PROBLEM: Copy out the medical statistics exercise page in full, reproducing every line word for word, including its spelling and the lines in Danish.

PASSAGE TO READ:
◆ ◆ ◆
20 Exercises: Hallo Medical Statistics
🚧 This section is being actively worked on. 🚧
Pre-requicite for these exercises was covered within the session and is therefore not repeated here. The exercises build on this material.
20.1 Learning objectives
The learning objectives for this session are:
- Udvise forståelse for usikkerheds- og sandsynlighedsbegrebet samt grundliggende begreber indenfor biostatistik
- Udvise kendskab til de grundliggende overordnede studietyper samt at skelne mellem forklarende, eksplorative og prædiktive studier
- Redegøre for forskellige typer af tilfældig og ikke tilfældig variation
- Udvise forståelse for statistiske værktøjers begrænsninger og muligheder
- Forstå statistiske problemstillinger, der er centrale for medicin med industrial specialisering og forstå, hvordan de biostatistiske værktøjer kan appliceres på disse problemstillinger
20.2 Exercises: “Just send a quick summary”
You have been asked to prepare a quick summary of a dataset of 303 chest pain patients to support a potential clinical trial collaboration. “Nothing complicated—just mean and standard deviation for a few variables.” You open RStudio…
20.2.1 A: Let’s start orienting ourselves in the dataset.
Exercise 1A: Import the Cleveland Heart Disease dataset into R.
◆ ◆ ◆
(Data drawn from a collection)
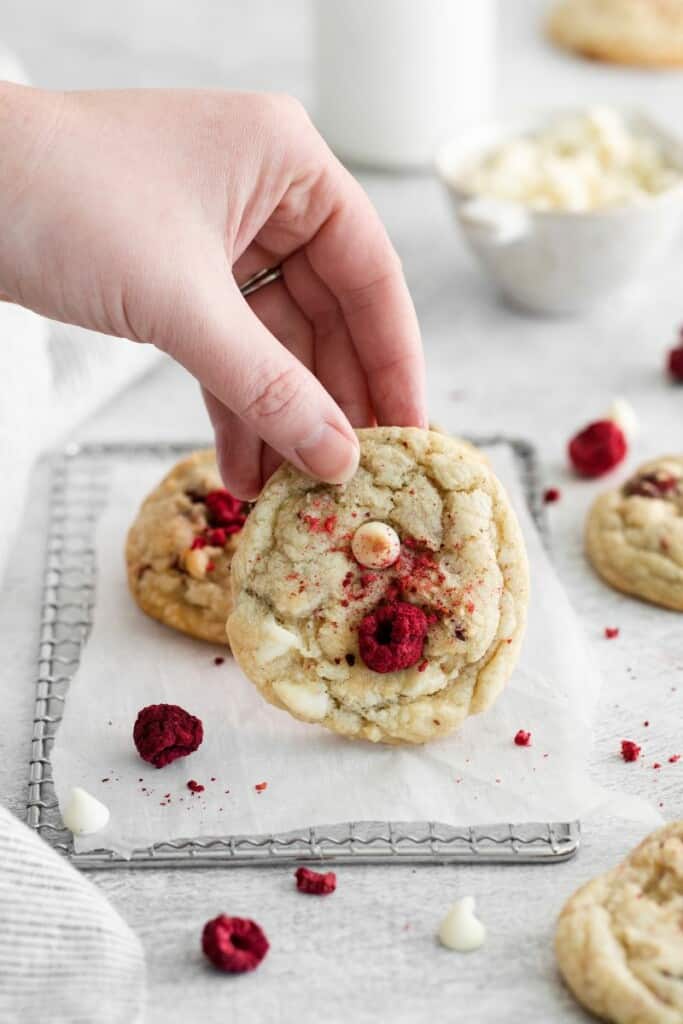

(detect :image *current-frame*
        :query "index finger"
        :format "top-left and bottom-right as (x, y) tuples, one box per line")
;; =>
(306, 165), (427, 427)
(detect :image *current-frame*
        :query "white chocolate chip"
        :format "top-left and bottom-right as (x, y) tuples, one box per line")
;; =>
(254, 615), (300, 665)
(182, 548), (211, 580)
(438, 896), (486, 953)
(351, 522), (400, 569)
(61, 785), (110, 836)
(272, 681), (330, 722)
(605, 398), (640, 441)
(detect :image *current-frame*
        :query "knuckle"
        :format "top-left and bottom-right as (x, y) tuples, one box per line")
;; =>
◆ ◆ ◆
SOLUTION FOR THIS EXERCISE:
20 Exercises: Hallo Medical Statistics
🚧 This section is being actively worked on. 🚧
Pre-requicite for these exercises was covered within the session and is therefore not repeated here. The exercises build on this material.
20.1 Learning objectives
The learning objectives for this session are:
- Udvise forståelse for usikkerheds- og sandsynlighedsbegrebet samt grundliggende begreber indenfor biostatistik
- Udvise kendskab til de grundliggende overordnede studietyper samt at skelne mellem forklarende, eksplorative og prædiktive studier
- Redegøre for forskellige typer af tilfældig og ikke tilfældig variation
- Udvise forståelse for statistiske værktøjers begrænsninger og muligheder
- Forstå statistiske problemstillinger, der er centrale for medicin med industrial specialisering og forstå, hvordan de biostatistiske værktøjer kan appliceres på disse problemstillinger
20.2 Exercises: “Just send a quick summary”
You have been asked to prepare a quick summary of a dataset of 303 chest pain patients to support a potential clinical trial collaboration. “Nothing complicated—just mean and standard deviation for a few variables.” You open RStudio…
20.2.1 A: Let’s start orienting ourselves in the dataset.
Exercise 1A: Import the Cleveland Heart Disease dataset into R.